When preparing to buy a home, it's important to understand there are necessary steps that need to be taken before making a purchase. Let's look at 10 steps to keep you on track toward the purchase of your first home.
- Get Your Finances in Order
- Understand Current Market Conditions
- Get Pre-Qualified or Pre-Approved
- Decide on a Real Estate Agent
- Start Looking at Homes
- Decide on a Home
- Make an Offer
- The Closing
1. Get Your Finances In Order
You need to know your credit (FICO) score before buying a house, as it will determine the type of loan (mortgage) you will qualify for. Your credit score helps predict behaviors like whether or not you can pay your bills on time or if you're able to manage a large credit line. You can get your credit score online and in most cases you can get it for free.
If you have a high credit score (700-749 is excellent), a lender will happily loan you money to buy a home. A score of at least 620 is required for many loans like conventional, VA, and USDA.
A low credit score (under 619), may qualify you for a FHA loan or for nothing at all. If you don't qualify or don't want to pay the high interest rates associated with the loan you qualified for, take measures to improve your credit score before applying for a mortgage.
2. Understand Current Market Conditions
If you decide to work with a real estate agent, he/she will be able to provide you with current market conditions. Otherwise, you can go online to research what's happening in your local market (ex. lender website). Market conditions include the economy, mortgage rates, the cost of living, demographics, and supply and demand, among others. Consider the following:
- Are mortgage rates increasing, making housing unaffordable?
- Is there a limited supply of homes for sale, pushing up the price?
- Is it a buyer's market, where you have more negotiating and purchasing power?
3. Get Pre-Qualified / Pre-Approved For a Mortgage
Unless you're going to pay cash for a home, you need to visit a lender to get pre-qualified or pre-approved for a mortgage. By getting pre-qualified or pre-approved, you will know how much you can afford and it will speed up the loan process once you decide on a home.
Compare lender rates and fees, as they can vary, then pick the best option for your needs. You can even get pre-qualified/pre-approved online, just make sure the company has a solid reputation and history and you understand the terms before committing.
Getting pre-approved is the most intensive of the two options. You'll likely have to pay a fee, but you will receive a commitment from the lender to provide a loan up to a specific amount (not guaranteed). A pre-qualification is usually free, much more basic but does not guarantee a loan by the lender. Pre-qualification is a good starting point but getting approved by a lender is ideal.

Problem set.
1. Answer these questions from the home-buying guide:
(a) What minimum credit score do many loans, such as conventional, VA, and USDA, require?
(b) According to the guide, what does a limited supply of homes for sale do to the price?
(c) Which of the two options, pre-qualification or pre-approval, is usually free?
2. Continue the home-buying guide from its last sentence, in the same style.
The records aren't needed for any of this work.

Data shown.
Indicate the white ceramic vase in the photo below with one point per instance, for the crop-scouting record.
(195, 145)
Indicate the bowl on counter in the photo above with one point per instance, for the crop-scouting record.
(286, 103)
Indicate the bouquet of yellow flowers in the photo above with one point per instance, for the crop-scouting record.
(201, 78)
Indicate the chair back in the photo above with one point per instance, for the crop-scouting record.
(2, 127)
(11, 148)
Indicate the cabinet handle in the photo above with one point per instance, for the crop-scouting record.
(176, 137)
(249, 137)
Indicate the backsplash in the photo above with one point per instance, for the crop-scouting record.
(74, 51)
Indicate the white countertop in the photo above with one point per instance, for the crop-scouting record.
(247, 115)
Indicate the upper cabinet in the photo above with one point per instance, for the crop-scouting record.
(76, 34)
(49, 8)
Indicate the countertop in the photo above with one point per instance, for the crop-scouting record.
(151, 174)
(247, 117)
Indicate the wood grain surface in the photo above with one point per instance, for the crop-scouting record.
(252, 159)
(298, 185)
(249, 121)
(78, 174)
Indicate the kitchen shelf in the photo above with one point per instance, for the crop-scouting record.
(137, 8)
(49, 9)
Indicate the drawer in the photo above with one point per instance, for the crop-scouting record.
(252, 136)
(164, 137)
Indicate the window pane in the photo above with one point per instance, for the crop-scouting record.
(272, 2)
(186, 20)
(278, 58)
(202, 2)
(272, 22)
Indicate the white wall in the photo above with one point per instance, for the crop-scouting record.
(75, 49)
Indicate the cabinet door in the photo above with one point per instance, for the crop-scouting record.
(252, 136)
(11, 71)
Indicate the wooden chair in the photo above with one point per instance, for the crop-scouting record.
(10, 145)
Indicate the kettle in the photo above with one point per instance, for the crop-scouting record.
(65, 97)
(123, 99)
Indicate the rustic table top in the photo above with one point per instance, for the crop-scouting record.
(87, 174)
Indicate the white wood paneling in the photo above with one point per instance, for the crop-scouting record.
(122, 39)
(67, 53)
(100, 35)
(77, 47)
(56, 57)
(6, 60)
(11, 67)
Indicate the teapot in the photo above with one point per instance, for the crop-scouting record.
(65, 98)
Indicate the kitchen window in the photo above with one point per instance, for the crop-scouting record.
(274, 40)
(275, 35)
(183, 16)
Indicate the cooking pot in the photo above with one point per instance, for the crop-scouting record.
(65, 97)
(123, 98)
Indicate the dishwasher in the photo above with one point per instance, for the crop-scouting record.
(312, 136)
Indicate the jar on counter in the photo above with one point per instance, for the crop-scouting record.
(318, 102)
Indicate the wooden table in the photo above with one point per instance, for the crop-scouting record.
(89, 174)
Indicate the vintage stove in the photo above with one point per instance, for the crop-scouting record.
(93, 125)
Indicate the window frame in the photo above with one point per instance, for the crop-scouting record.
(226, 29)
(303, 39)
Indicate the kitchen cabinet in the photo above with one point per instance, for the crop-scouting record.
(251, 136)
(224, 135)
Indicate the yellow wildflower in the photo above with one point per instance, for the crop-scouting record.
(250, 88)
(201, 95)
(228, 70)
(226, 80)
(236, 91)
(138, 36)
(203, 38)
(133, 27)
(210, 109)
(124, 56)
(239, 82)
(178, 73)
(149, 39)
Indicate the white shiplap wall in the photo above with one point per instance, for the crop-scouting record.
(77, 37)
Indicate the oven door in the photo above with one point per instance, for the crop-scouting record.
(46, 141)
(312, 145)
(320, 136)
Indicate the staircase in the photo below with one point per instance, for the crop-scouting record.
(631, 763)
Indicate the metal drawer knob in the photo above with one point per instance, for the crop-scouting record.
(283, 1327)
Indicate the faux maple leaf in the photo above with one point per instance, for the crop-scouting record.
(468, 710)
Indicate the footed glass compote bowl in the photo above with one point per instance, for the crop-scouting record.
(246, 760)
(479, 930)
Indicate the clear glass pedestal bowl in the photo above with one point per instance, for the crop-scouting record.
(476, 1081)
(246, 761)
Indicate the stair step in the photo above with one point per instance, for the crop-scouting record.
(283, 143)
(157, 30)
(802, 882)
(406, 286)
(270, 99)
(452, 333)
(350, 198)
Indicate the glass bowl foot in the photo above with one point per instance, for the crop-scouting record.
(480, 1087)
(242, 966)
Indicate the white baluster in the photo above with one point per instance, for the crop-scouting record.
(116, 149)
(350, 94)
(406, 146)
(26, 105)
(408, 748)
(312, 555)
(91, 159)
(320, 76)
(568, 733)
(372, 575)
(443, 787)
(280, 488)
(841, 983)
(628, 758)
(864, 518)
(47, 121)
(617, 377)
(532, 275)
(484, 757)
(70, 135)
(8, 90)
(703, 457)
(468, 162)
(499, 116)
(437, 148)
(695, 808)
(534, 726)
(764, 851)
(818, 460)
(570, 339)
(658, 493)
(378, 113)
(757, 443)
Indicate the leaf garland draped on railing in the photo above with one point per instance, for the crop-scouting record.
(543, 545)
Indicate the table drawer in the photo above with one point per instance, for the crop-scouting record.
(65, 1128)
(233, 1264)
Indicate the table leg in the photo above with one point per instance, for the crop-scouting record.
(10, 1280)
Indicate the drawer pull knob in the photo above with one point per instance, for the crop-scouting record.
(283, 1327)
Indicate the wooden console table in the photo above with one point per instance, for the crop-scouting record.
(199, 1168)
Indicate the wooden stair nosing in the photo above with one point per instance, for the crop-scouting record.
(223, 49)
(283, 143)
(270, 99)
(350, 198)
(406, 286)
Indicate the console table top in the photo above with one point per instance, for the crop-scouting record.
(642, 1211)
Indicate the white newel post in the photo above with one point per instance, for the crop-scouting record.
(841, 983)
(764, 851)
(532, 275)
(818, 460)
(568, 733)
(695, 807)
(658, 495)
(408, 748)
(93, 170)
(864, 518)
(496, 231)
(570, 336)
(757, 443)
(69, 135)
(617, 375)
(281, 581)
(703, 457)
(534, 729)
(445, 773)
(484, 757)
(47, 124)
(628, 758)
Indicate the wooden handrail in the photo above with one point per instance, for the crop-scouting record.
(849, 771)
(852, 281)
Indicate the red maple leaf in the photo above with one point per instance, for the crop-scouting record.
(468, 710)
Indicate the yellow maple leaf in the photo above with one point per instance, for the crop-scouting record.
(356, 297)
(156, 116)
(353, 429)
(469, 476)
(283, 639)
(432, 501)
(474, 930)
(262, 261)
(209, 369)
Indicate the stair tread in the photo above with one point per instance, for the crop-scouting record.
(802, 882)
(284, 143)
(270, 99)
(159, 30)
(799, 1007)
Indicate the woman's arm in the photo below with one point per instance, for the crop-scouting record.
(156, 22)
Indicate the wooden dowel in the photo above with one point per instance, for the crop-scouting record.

Answers below.
1.
(a) At least 620.
(b) It pushes the price up.
(c) Pre-qualification.

2.
Agents are reluctant to work with buyers who aren't pre-approved/pre-qualified because they don't know the maximum they can spend. Agents waste time showing them houses they might not be able to afford. If you haven't been qualified by a lender, sellers may be reluctant to accept your offer and will gravitate toward offers from qualified buyers because they know they can close quicker.
You typically have 90 days, from the day you were pre-approved, to find a home. If you don't find something within 90 days, you will have to get pr-approved again. So it's best to get pre-approved when you are serious about buying a home.
4. Decide on a Real Estate Agent
When you choose a real estate agent, especially a licensed Realtor®, you have a professional in your corner who knows the market inside and out. A Realtor® follows a strict code of ethics, high level of education and is a favorable option. If you choose a real estate agent who is not a Realtor®, lean toward an agent with years of experience in residential sales.
When choosing an agent, get recommendations from friends and family, or if you visit open houses, you may want to interview some of those agents to find a good fit. You can choose to buy a home without an agent, but you should make sure you understand market value in that area, contract terms, contingencies, inspections, how to negotiate, etc.
5. Start Looking At Homes
These days most of us start our home search online then talk to a real estate agent. Whether you start with an agent or not, look at a variety of homes which fall under the amount you were pre-approved or pre-qualified for. By looking at a variety of homes, you can start to make comparisons, narrowing down what you really want and need in a home.
- View houses online
- Visit open houses
- Tour houses with your agent
- Search your favorite neighborhoods looking for FSBO's
6. Decide on a Home
As you look at homes, various features will be at the top of your list (ex. open floor plan, kitchen with an island, in-ground pool, etc.), but it's also important to consider the following:
- Great location
- Good resale value
- Ideal size (ex. large enough to accommodate the family you hope to have)
- Age/condition of the home (ex. upkeep/maintenance)
- Number of beds/bathrooms
- Functional layout
- Yard size
- Purchase price
Once you've found a home you want to make an offer on, your real estate agent will help you determine a competitive offer. If you are not using an agent, you'll want to find out how much comparable homes sold for in the neighborhood, negotiate a fair price, learn about contract terms (ex. seller disclosures), etc. to ensure you're making the best offer to satisfy the seller and work within your budget.
Unless you are paying cash, you need to get pre-approved/pre-qualified, as mentioned above. There are many mortgage options available, including some for special populations (ex. nurses, vets, firefighters). Your real estate agent and lender can help find the best option for you and your circumstances.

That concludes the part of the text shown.